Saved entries
* * * * * * * * *

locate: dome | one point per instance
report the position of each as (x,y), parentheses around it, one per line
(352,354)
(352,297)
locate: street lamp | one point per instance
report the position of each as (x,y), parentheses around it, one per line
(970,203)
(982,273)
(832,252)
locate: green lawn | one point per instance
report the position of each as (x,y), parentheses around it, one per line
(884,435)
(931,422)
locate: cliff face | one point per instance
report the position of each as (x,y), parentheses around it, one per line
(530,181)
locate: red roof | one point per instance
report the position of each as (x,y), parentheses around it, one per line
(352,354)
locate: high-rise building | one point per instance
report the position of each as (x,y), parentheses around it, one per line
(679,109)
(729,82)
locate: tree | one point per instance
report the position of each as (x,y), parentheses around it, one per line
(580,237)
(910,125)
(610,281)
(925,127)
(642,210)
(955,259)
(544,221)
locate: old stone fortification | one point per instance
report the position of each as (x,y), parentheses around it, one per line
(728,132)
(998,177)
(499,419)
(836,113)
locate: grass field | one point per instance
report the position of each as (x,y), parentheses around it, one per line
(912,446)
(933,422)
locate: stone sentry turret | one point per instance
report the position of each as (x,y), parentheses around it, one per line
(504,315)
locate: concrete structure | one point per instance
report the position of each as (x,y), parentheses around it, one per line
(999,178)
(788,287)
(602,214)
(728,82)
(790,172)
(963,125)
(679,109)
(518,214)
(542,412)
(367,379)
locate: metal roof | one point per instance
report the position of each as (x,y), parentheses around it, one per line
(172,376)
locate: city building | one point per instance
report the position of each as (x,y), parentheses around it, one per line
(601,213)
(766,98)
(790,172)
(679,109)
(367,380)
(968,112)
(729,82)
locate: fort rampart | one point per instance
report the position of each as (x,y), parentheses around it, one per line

* * * * * * * * *

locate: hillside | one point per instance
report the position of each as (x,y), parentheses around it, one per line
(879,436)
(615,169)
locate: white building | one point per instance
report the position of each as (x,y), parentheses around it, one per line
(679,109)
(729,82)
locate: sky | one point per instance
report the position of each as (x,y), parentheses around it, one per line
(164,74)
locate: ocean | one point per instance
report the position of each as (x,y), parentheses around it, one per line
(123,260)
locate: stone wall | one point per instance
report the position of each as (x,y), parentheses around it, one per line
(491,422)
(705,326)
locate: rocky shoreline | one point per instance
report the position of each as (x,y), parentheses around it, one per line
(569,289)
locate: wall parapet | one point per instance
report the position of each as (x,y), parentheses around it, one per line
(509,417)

* * * * * * * * *

- DIRECTIONS -
Using the entries above, return each line in which the word "stone" occurs.

- RESULT -
locate: old stone fortification | one point per instance
locate: stone sentry turret | one point per instance
locate: stone wall | one point per instance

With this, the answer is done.